- [Naskah Sumber]:
===
PENDAHULUAN
Islam sebagai agama yang utuh, mengandung konsep yang
menyeluruh terhadap semua aspek kehidupan manusia dalam mencapai hakikat
dan tujuan hidupnya. Dorongan dan upaya untuk mengimplementasikan ajaran-
ajaran Al-Quran yang terkandung dalam Al-Quran dan hadis tidak dapat dilepaskan
dari perkembangan politik, sosial, budaya.
Sejarah mencatat bahwa diantara sekian banyak disiplin ilmu
yang tumbuh dan berkembang dalam islam yang melingkupi tiga aspek yaitu tauhid,
fiqh dan tasawuf yang menjadi polemik dikalangan para ulama yang menimbulkan
berbagai aliran dalam islam.
Teologi adalah ilmu yang membahas tentang keesaan Allah,
asma (nama- nama), af’al (perbuatan- perbuatan) Allah yang wajib, mustahil,
jaiz, dan sifat wajib, mustahil, jaiz bagi Rasullnya. Secara objektif ilmu
kalam dan ilmu tauhid itu sama yang membedakan yaitu argumentasi ilmu kalam
lebih dikonsentrasikan oleh penguatan logika. Pemahaman dan penggalaman suatu
ajaran yang berkembang dalam bidang keilmuan islam tidak terlepas dari
usaha pemikir-pemikir islam yang berkaitan erat dengan peran dan fungsi
keulamaan yang tumbuh dalam sejarah islam
Banyak sekali tokoh- tokoh pemikiran islam dalam teologi
kalam (teologi) di indonesia seperti H. M. Rasyidi, Harun Nasution,
Nurcholas Madjid, Utomo Danajaya dan lainnya. Tokoh-tokoh diatas memiliki peran
aktif dalam meningkatkan kualitas dan pencerahan kajian islam di indonesia yang
menyumbangkan pemikirannya lewat buku-buku karangan mereka yang dengannya kita
dapat mengetahui pandangan-pandangan mereka mengenai aspek– aspek agama
islam.
A.
Riwayat Hidup Ringkas dan Karya-karya Tulis H M Rasyidi
H.M. Rasyidi (almarhum)
===
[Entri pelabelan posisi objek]
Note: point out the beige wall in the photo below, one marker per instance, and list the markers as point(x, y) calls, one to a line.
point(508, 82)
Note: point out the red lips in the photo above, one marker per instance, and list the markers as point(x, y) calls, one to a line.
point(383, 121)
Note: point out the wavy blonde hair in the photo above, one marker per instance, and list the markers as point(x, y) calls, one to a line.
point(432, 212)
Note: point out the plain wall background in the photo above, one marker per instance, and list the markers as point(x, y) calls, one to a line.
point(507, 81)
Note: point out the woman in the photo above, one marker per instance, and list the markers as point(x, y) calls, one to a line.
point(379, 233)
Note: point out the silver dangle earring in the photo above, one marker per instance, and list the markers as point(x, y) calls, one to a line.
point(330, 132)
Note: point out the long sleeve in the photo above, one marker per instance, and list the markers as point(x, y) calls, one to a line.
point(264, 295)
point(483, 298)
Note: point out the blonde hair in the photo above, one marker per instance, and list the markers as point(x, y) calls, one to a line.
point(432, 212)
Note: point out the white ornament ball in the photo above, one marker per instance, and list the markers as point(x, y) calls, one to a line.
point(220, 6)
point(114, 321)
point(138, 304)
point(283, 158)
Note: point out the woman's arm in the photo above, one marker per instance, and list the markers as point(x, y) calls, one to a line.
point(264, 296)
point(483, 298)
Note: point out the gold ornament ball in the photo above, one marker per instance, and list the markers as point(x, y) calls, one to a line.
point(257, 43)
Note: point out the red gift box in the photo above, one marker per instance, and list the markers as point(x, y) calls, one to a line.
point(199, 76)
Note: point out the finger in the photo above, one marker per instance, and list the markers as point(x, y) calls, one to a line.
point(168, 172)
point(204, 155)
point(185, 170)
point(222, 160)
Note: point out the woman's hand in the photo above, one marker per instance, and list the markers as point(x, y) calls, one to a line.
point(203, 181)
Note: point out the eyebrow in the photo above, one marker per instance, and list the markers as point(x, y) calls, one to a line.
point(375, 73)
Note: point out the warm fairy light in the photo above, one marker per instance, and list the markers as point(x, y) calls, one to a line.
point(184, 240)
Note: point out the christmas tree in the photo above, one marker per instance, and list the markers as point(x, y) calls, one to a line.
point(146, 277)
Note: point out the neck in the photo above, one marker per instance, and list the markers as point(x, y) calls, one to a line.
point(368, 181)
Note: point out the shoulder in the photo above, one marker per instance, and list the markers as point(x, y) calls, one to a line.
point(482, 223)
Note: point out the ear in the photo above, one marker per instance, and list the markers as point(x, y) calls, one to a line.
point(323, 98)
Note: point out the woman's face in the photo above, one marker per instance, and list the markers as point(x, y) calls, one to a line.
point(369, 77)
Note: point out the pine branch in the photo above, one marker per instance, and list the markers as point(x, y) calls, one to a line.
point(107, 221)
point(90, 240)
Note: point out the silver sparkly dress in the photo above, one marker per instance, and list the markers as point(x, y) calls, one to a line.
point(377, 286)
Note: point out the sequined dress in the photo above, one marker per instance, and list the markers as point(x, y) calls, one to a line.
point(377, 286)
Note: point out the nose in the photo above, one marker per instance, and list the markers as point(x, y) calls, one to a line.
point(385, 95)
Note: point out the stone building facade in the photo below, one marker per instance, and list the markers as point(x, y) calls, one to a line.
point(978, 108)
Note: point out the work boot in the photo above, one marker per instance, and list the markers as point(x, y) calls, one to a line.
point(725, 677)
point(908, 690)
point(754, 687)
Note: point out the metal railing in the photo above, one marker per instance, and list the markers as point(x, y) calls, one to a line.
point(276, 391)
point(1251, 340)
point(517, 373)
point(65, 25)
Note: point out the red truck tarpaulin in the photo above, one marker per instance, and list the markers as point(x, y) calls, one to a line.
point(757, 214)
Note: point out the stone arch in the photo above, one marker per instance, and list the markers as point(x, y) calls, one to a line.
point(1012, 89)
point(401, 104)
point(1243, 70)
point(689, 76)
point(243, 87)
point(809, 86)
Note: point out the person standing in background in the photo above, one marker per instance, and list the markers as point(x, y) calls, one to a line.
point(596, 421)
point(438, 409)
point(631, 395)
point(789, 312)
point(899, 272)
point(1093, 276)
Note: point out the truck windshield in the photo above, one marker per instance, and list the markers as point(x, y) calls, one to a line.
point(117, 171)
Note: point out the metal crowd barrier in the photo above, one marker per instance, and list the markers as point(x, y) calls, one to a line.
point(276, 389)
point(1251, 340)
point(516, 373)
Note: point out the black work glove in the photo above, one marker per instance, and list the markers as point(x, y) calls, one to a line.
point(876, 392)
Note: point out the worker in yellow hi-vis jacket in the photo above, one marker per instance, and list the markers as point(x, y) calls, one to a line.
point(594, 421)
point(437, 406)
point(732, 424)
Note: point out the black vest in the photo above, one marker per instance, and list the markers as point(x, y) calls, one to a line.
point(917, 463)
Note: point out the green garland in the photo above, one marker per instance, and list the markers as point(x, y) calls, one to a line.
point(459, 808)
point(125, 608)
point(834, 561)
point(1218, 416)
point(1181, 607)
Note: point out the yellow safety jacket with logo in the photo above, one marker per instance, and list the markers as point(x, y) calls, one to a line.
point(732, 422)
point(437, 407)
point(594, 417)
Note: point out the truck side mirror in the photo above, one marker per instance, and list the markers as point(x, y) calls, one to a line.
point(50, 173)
===
Salin kata demi kata bagian naskah tentang teologi Islam antara "PENDAHULUAN" dan "aliran dalam islam.", termasuk kedua batasnya. Catatan di atas tidak diperlukan untuk pengerjaan.

- [Hasil Tugas]:
PENDAHULUAN
Islam sebagai agama yang utuh, mengandung konsep yang
menyeluruh terhadap semua aspek kehidupan manusia dalam mencapai hakikat
dan tujuan hidupnya. Dorongan dan upaya untuk mengimplementasikan ajaran-
ajaran Al-Quran yang terkandung dalam Al-Quran dan hadis tidak dapat dilepaskan
dari perkembangan politik, sosial, budaya.
Sejarah mencatat bahwa diantara sekian banyak disiplin ilmu
yang tumbuh dan berkembang dalam islam yang melingkupi tiga aspek yaitu tauhid,
fiqh dan tasawuf yang menjadi polemik dikalangan para ulama yang menimbulkan
berbagai aliran dalam islam.